▶ [EXERCISE] Copy every line of the records that includes the word "hull".

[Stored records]
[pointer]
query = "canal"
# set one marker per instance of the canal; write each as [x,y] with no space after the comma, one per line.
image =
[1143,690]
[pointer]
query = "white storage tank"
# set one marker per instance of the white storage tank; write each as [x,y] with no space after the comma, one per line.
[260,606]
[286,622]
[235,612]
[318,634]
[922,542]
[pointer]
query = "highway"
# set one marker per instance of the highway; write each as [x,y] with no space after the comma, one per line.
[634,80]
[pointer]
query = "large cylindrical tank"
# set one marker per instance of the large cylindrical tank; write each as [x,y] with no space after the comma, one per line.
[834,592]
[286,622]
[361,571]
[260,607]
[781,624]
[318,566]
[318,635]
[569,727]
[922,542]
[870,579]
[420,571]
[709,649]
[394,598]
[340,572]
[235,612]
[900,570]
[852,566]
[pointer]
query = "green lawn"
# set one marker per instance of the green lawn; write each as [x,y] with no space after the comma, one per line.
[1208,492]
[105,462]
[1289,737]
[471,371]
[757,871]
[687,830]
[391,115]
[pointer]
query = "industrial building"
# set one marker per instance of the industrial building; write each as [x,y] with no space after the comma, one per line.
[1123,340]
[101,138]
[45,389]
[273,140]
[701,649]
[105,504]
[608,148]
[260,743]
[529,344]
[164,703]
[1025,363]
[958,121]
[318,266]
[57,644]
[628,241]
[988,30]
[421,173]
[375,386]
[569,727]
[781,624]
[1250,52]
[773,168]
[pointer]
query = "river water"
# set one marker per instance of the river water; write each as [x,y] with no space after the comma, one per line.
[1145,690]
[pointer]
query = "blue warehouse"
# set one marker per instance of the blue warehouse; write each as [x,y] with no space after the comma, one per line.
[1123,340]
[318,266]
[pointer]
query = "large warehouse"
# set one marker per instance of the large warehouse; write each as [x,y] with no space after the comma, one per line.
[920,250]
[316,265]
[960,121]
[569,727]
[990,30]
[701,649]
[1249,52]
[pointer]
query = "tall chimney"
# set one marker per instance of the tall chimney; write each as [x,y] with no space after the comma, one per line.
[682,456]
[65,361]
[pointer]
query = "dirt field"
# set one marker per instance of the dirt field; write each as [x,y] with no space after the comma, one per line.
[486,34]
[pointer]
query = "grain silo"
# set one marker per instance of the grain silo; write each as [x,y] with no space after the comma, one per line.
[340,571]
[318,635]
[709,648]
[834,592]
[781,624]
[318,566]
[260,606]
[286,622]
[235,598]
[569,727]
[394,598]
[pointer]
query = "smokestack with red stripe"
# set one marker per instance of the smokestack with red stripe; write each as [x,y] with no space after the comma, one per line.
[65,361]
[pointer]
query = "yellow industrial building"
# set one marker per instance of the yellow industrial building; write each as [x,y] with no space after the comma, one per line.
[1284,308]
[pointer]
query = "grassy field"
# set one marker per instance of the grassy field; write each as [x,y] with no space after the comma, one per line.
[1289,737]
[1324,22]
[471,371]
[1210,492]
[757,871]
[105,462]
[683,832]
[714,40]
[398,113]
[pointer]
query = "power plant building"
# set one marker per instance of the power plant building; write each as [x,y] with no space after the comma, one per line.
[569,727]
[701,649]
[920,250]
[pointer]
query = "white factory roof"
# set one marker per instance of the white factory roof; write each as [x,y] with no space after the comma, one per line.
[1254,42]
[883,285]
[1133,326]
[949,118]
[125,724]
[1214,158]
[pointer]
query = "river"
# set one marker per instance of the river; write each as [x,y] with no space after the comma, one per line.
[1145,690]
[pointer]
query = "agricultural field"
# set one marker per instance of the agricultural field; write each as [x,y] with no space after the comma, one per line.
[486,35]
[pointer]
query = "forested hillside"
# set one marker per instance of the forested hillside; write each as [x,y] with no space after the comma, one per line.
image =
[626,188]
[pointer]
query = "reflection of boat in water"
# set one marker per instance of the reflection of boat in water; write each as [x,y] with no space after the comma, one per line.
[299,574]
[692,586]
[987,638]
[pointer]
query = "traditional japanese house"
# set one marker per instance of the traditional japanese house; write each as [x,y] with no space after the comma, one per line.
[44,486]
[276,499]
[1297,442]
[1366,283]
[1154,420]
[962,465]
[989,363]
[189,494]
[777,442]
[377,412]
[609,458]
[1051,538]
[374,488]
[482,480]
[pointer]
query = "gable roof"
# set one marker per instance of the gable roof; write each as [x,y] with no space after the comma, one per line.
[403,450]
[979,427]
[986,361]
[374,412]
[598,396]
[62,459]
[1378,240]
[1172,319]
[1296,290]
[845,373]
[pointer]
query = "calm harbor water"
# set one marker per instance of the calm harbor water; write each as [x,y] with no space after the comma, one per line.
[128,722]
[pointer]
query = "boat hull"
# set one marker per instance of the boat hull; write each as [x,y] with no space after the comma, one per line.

▶ [SOLUTION TO THIS PROBLEM]
query = "boat hull"
# set one marker per instance of the boat hull; write each as [x,y] with no space after the comma, one per line.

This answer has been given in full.